++++ Extracted data
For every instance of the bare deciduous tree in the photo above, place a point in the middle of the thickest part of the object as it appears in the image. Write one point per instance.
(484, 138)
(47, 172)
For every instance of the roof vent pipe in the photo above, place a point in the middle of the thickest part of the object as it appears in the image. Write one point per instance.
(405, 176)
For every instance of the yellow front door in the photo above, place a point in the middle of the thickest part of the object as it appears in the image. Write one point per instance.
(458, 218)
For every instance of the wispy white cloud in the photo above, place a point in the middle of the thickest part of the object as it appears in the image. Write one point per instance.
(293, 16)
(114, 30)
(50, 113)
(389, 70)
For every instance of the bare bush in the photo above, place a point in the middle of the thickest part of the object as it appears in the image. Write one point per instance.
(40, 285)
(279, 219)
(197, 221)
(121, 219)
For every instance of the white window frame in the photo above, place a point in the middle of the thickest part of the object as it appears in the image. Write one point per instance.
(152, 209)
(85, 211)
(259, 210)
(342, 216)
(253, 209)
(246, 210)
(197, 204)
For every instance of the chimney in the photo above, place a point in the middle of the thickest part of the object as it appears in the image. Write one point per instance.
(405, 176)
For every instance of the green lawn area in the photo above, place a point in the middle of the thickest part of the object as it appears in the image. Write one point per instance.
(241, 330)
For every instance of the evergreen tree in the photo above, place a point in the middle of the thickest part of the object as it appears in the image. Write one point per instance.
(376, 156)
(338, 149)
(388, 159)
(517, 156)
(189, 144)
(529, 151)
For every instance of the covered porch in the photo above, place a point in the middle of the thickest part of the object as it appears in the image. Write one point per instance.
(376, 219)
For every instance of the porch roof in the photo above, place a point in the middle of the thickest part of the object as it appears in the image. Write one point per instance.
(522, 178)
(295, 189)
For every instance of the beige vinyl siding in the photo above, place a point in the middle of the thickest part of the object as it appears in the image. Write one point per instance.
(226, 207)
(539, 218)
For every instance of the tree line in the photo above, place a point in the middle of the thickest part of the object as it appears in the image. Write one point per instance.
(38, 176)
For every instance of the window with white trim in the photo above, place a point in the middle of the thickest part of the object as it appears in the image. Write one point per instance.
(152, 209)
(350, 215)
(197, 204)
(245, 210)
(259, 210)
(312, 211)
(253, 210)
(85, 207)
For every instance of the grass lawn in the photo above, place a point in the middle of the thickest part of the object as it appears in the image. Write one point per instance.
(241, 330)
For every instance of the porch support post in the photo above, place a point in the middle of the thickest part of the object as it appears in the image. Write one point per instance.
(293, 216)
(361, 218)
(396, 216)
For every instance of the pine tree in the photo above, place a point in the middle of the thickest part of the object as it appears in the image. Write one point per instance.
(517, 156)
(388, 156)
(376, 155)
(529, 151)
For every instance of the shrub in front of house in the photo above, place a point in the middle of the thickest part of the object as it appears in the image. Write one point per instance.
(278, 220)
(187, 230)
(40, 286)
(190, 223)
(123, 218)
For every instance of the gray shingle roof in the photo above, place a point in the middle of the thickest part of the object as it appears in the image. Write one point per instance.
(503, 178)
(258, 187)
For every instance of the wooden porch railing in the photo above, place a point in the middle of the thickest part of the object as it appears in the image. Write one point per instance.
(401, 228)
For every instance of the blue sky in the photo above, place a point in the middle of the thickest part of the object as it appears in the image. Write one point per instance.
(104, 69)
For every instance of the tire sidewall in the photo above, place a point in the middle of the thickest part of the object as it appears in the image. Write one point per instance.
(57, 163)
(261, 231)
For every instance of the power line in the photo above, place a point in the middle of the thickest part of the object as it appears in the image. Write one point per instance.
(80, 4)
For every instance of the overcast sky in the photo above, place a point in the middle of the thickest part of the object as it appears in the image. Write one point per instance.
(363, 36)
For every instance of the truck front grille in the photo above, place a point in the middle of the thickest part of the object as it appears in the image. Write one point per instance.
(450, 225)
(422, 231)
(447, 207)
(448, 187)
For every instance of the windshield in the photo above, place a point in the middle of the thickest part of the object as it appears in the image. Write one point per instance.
++++++++
## Directions for this task
Retype all the material above precisely, with no line left out.

## Full answer
For every instance of the bare deciduous tree in the photo above, place a point in the middle of the thickest part of the object as it appears in the image. Write one point per instance.
(484, 138)
(47, 172)
For every instance of the roof vent pipe in the photo above, place a point in the middle of the thickest part of the object as it appears in the image. Write one point per instance.
(405, 176)
For every instance of the yellow front door in the photo above, place a point in the middle of the thickest part of the object as it appears in the image. Write one point per instance.
(458, 218)
For every instance of the wispy white cloud in the photo above, place a point in the middle of the thickest part of the object as it appears in the image. Write one point per instance.
(293, 16)
(114, 30)
(50, 113)
(389, 70)
For every instance of the bare bush in the photo above, place a point in the middle of the thickest part of the object as it appears in the image. Write one point per instance.
(40, 285)
(279, 219)
(197, 221)
(121, 219)
For every instance of the white window frame in the photo above, place a point in the middle of the thickest part of the object as it appears in the image. Write one point per instance.
(152, 209)
(85, 211)
(259, 210)
(342, 216)
(253, 209)
(246, 210)
(197, 204)
For every instance of the chimney in the photo above, place a point in the middle of the thickest part of the object as it appears in the image. Write one point per instance.
(405, 176)
For every instance of the green lawn area in the photo above, place a point in the middle of the thickest part of the object as it appears in the image. Write one point per instance.
(241, 330)
For every instance of the evergreen tree in the photo above, place a point in the middle of the thickest part of the object as it appears in the image. Write one point per instance.
(376, 156)
(338, 149)
(388, 159)
(517, 156)
(189, 144)
(529, 151)
For every instance of the covered porch in the photo above, place a point in the middle of the thickest part of the object as it appears in the image. Write one point per instance.
(376, 219)
For every instance of the porch roof in the photo above, place a point in the middle of the thickest part of the object as it appears in the image. Write one point per instance.
(522, 178)
(295, 189)
For every instance of the beige vinyl siding in the photo above, place a point in the middle of the thickest part of the object as it appears in the image. Write one point per instance.
(226, 207)
(539, 218)
For every instance of the tree line in the photo above, place a point in the middle of the thickest part of the object as it appears in the image. Write one point per instance.
(38, 176)
For every instance of the window with white trim in the photo above, place a point in the middle of the thickest part of the object as it appears in the image. Write one point per instance.
(152, 209)
(350, 215)
(197, 204)
(245, 210)
(259, 210)
(312, 211)
(253, 210)
(85, 207)
For every instance of the grass lawn in the photo above, place a point in the middle of the thickest part of the object as it appears in the image. Write one point per instance.
(241, 330)
For every instance of the porch support post in the photo above, place a point in the middle of the thickest part of the object as it appears in the image. Write one point per instance.
(293, 216)
(361, 218)
(396, 216)
For every instance of the pine tree in the photo above, place a point in the middle of the thickest part of the object as it appears in the image. Write one point per instance.
(517, 156)
(388, 156)
(376, 155)
(529, 151)
For every instance of the shrub in front of house in the photo above, place a point in the middle of the thickest part of the object as it appears in the image. Write one point per instance.
(278, 220)
(187, 230)
(40, 286)
(190, 223)
(123, 218)
For every instance of the gray shingle roof in the photo above, place a point in the middle of the thickest part of the object as it appears in the image. Write one point per instance.
(503, 178)
(258, 187)
For every instance of the wooden porch railing in the photo above, place a point in the middle of the thickest part of the object as it appears in the image. Write one point per instance.
(401, 228)
For every instance of the blue sky in the photo above, place a point in the middle of the thickest part of the object as it appears in the image. Write one point per instance.
(104, 69)
For every instance of the tire sidewall in the photo above, place a point in the middle of the thickest part of the object as it appears in the image. Write one point per instance.
(57, 163)
(261, 231)
For every instance of the power line in the photo above, place a point in the middle of the thickest part of the object as it appears in the image. Write one point per instance.
(80, 4)
For every instance of the overcast sky in the photo above, place a point in the middle of the thickest part of the object as it appears in the image. Write one point per instance.
(363, 36)
For every instance of the truck front grille in the photo above, place a point in the middle of the thickest part of the object as it appears in the image. Write one point per instance.
(450, 225)
(422, 231)
(447, 207)
(448, 187)
For every instance of the windshield in the photo above, place a point in the middle of the thickest part of the object as it appears in the image. Write one point per instance.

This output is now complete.